Start of Excerpt to read
Monday, 12 September 2011

Looking beyond 9/11

Yesterday was the tenth anniversary of the worst terrorist attack in human history. Like many, I remember watching the Twin towers collapse - I recollect being numbed by the shock, stunned by the scale of inhumanity towards innocents and positively terrified of the new world that had just been created. Nobody could have been left in any doubt that in an instant the world as we knew it had changed beyond recognition; an era of relative confidence, global stability and innocence can crashing down alongside the symbol of American economic supremacy.

What was clear in the immediate aftermath of the atrocity was that, at least in the case of the UK and US governments, logic would so easily give way to irrationality, and that many broadly progressive, considered foreign policy positions would be exchanged for a counter-productive "war on terror". What the 9/11 attacks actually called for was a sober-minded response from the international community, with an honest analysis of the factors leading to the hijackers' radicalisation and their determination to destroy what they perceived the US to represent in political, economic and religious terms. The understandable rage could have - and should have - been channelled into a constructive plan to reinforce the values under attack, while the effects of key foreign policy positions on the Middle East were honestly re-evaluated. Unfortunately, what actually followed was to play into the hands of al-Qaeda and create a destructive myth of an "Axis of Evil" that not only proved an effective recruitment sergeant for militant Islamists but polarised society with a prejudice-fuelled and ignorant rhetoric. Al-Qaeda dreamed of enticing the West into a religious conflict against the Islamic world and in this respect it succeeded: George W Bush was only too pleased to give al-Qaeda the "crusade" it badly wanted.
End of Excerpt to read
**Problem set:**
A - In the post on 9/11, what does the writer say George W Bush was only too pleased to give al-Qaeda?
B - How would you put this sentence from the post on 9/11 into Spanish: "Yesterday was the tenth anniversary of the worst terrorist attack in human history."?
C - Could you carry on writing the post on 9/11, starting right after its last sentence?
Start of Dataset excerpts
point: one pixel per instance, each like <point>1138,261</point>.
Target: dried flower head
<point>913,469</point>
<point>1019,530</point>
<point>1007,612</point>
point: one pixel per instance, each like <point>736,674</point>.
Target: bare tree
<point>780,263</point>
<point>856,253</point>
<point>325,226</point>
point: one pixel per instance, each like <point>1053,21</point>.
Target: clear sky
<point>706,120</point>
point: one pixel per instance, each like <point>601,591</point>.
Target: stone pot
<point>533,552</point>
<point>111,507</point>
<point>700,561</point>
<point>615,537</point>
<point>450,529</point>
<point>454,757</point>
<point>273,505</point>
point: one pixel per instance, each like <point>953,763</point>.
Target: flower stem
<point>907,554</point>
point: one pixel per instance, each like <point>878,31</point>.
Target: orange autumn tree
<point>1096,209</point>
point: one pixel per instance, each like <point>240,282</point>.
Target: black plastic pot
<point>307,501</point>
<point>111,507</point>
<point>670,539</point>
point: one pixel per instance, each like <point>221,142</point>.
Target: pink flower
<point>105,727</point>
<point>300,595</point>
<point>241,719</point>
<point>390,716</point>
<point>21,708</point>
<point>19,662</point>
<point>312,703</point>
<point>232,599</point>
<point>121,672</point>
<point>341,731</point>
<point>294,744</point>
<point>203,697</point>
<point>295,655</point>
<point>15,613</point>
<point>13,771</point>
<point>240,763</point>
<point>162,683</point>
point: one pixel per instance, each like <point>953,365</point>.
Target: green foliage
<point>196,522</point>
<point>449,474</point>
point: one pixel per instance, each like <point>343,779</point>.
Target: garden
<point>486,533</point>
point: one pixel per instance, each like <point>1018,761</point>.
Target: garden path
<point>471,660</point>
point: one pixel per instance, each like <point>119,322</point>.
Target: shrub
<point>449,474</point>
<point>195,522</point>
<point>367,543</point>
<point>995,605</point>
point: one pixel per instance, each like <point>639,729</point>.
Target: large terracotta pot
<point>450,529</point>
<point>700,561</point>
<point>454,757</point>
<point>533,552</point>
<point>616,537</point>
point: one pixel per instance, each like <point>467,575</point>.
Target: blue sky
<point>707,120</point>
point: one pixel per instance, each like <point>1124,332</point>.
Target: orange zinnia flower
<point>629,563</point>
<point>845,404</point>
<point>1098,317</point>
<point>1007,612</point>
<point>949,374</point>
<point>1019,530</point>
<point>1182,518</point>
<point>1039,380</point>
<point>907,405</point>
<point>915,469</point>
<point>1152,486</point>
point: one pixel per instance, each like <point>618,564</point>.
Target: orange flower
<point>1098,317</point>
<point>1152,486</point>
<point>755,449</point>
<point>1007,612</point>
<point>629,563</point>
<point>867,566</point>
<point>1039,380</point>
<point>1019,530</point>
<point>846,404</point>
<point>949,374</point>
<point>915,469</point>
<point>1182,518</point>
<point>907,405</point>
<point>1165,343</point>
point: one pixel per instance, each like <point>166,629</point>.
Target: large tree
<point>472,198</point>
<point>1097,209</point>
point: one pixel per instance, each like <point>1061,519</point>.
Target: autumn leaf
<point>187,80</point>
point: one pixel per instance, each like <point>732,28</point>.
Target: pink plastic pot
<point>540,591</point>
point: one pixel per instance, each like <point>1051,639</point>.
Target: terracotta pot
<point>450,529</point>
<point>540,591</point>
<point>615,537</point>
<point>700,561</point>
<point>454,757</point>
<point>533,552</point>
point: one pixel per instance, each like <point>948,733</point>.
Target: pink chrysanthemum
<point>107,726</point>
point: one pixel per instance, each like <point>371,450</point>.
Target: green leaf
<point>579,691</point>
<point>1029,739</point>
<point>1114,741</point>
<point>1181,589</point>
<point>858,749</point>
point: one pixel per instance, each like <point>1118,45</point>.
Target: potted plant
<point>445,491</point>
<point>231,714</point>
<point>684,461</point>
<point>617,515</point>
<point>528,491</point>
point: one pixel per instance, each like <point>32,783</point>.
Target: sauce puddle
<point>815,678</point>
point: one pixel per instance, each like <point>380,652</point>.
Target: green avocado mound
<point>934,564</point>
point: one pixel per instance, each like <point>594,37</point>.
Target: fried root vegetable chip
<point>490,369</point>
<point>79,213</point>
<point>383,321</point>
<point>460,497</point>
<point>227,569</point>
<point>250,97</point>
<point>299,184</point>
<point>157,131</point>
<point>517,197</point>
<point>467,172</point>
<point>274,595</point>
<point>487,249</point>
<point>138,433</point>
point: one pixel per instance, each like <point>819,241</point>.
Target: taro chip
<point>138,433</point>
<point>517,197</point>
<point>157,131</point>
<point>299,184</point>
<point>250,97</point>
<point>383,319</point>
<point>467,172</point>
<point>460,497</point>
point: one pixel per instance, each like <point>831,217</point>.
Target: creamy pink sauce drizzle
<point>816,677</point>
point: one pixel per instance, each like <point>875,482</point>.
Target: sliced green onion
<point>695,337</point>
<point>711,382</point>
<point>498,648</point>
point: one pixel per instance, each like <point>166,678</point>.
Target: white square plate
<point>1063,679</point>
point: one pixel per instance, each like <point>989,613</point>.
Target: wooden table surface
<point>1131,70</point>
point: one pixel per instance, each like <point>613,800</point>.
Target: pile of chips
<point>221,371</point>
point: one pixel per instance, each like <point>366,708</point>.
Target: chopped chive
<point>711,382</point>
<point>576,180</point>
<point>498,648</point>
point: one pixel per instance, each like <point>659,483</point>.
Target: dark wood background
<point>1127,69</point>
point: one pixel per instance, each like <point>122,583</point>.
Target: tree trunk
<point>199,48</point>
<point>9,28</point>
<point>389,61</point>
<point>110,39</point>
End of Dataset excerpts
**Answers by task:**
A - The "crusade" it badly wanted.

B - Ayer fue el décimo aniversario del peor atentado terrorista de la historia de la humanidad.

C -
Like many others across the world, I have been indirectly affected by the 9/11 attacks and their legacy: no-one living in Tony' Blair's Britain could have failed to see the impact this had on UK race relations.. As Bush and Blair cynically and wrongly heightened fears, so a culture of suspicion developed towards Asians - and Muslims in particular. This, combined with the UK government's illiberal determination to cast aside even the most basic tenets of human rights in the name of "security", served to disenfranchise many British Muslims with fatal consequences. Meanwhile the US, equally oblivious to the counter-productive and naive nature of its response, established a string of torture centres including the infamous Guantanamo, while peddling the frankly laughable line that the secularist Saddam Hussein was in some way linked to Osama bin Laden.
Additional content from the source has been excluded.